◆ ÉNONCÉ DU PROBLÈME
Modifiez toutes les lignes ci-dessous en remplaçant « one marker » par « a single marker » partout où cette expression apparaît. Le reste doit demeurer identique.

◆ LIGNES FOURNIES

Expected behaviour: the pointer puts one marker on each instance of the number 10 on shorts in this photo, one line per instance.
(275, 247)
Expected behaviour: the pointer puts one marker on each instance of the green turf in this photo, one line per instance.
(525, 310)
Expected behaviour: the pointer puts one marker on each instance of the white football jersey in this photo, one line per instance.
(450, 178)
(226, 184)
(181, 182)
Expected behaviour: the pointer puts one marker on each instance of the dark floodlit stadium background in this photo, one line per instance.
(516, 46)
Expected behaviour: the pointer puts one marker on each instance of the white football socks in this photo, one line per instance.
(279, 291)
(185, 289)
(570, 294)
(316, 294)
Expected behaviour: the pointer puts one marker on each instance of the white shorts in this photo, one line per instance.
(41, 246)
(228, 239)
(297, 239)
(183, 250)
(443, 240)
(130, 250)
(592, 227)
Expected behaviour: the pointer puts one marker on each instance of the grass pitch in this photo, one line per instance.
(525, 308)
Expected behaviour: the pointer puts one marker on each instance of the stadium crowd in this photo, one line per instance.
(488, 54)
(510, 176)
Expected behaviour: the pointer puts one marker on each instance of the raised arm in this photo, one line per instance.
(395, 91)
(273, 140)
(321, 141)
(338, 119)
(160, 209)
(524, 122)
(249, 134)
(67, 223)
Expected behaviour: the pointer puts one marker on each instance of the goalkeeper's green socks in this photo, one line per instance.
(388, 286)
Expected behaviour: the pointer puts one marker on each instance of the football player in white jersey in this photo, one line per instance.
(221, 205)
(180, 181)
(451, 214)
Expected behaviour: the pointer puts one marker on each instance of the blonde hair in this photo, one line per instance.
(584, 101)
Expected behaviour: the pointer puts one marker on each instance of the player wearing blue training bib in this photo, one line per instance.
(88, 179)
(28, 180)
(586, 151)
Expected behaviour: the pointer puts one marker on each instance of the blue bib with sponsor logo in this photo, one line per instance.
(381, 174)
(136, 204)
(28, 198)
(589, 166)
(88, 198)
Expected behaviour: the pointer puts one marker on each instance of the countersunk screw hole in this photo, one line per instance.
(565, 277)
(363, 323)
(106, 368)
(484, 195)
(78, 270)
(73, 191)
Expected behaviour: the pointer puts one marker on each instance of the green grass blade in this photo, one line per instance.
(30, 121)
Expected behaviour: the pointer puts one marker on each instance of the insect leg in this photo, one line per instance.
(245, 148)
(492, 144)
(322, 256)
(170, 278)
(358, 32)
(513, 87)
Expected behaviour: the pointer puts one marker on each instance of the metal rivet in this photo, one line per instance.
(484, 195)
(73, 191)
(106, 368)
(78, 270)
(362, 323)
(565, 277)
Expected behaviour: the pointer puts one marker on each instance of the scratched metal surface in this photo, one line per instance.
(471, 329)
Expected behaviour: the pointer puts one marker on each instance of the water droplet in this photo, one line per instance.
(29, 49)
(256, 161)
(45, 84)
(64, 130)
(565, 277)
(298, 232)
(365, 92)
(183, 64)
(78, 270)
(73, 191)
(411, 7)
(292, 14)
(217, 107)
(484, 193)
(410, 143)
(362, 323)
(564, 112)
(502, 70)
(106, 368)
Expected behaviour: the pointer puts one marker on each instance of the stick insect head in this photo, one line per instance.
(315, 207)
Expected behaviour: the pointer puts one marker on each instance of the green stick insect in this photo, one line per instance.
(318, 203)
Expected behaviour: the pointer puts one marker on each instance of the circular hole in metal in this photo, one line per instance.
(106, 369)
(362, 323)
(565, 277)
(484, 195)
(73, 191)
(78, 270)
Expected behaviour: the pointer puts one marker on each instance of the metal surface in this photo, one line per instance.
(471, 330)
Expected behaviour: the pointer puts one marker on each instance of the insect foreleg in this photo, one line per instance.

◆ SOLUTION PROPOSÉE
Expected behaviour: the pointer puts a single marker on each instance of the number 10 on shorts in this photo, one line per instance.
(275, 247)
Expected behaviour: the pointer puts a single marker on each instance of the green turf in this photo, one line per instance.
(525, 310)
Expected behaviour: the pointer puts a single marker on each instance of the white football jersey in this photo, one line per instance.
(450, 178)
(226, 184)
(181, 182)
Expected behaviour: the pointer puts a single marker on each instance of the dark floodlit stadium background in this photo, one line per instance.
(516, 46)
Expected behaviour: the pointer puts a single marker on each instance of the white football socks in this photo, one line per instance.
(279, 291)
(185, 289)
(570, 294)
(316, 294)
Expected behaviour: the pointer puts a single marker on each instance of the white shorts in this photo, one line per instance.
(41, 246)
(228, 239)
(297, 239)
(183, 250)
(443, 240)
(130, 250)
(592, 227)
Expected behaviour: the pointer puts a single marker on each instance of the grass pitch in this photo, one line per instance.
(525, 308)
Expected behaviour: the pointer puts a single marker on each instance of the stadium crowd in this photo, one line per instance.
(488, 54)
(510, 176)
Expected behaviour: the pointer puts a single marker on each instance of the raised arm in this photo, one line per instance.
(395, 91)
(273, 140)
(321, 141)
(338, 119)
(160, 209)
(524, 122)
(249, 134)
(67, 223)
Expected behaviour: the pointer puts a single marker on each instance of the goalkeeper's green socks in this photo, one line per instance.
(388, 286)
Expected behaviour: the pointer puts a single marker on each instance of the football player in white jersey in this photo, one line per instance.
(221, 205)
(180, 181)
(451, 214)
Expected behaviour: the pointer puts a single marker on each instance of the blonde hair in this photo, one line per instance.
(584, 101)
Expected behaviour: the pointer puts a single marker on each instance of the player wearing blue training bib in this photo, one line per instance.
(88, 179)
(28, 180)
(586, 151)
Expected behaviour: the pointer puts a single marker on each instance of the blue bib with sponsor logo in this photo, one line per instance.
(381, 174)
(136, 204)
(28, 198)
(589, 166)
(88, 198)
Expected behaviour: the pointer puts a single marker on each instance of the countersunk screw hole in this photo, one line per instance.
(565, 277)
(363, 323)
(106, 368)
(484, 195)
(78, 270)
(73, 191)
Expected behaviour: the pointer puts a single marker on each instance of the green grass blade in this photo, one line per instance.
(30, 121)
Expected behaviour: the pointer puts a single marker on each instance of the insect leg in this photo, one line per instance.
(245, 148)
(492, 144)
(322, 256)
(170, 278)
(358, 32)
(513, 87)
Expected behaviour: the pointer puts a single marker on each instance of the metal rivet in this photo, one line per instance.
(484, 195)
(73, 191)
(106, 368)
(78, 270)
(362, 323)
(565, 277)
Expected behaviour: the pointer puts a single marker on each instance of the scratched metal surface in this photo, one line per instance.
(471, 329)
Expected behaviour: the pointer puts a single marker on each instance of the water droplet in this photo, one line per instance.
(29, 49)
(256, 161)
(45, 84)
(64, 130)
(565, 277)
(298, 232)
(365, 92)
(183, 64)
(78, 270)
(73, 191)
(411, 7)
(292, 14)
(217, 107)
(484, 193)
(410, 143)
(362, 323)
(564, 112)
(502, 70)
(106, 368)
Expected behaviour: the pointer puts a single marker on each instance of the stick insect head in this photo, one line per instance.
(315, 207)
Expected behaviour: the pointer puts a single marker on each instance of the green stick insect in this photo, one line per instance.
(318, 203)
Expected behaviour: the pointer puts a single marker on each instance of the circular hole in metal in this photo, one line per instance.
(106, 369)
(362, 323)
(565, 277)
(484, 195)
(73, 191)
(78, 270)
Expected behaviour: the pointer puts a single marker on each instance of the metal surface in this photo, one line per instance.
(471, 330)
Expected behaviour: the pointer puts a single marker on each instance of the insect foreleg in this photo, one line per instance.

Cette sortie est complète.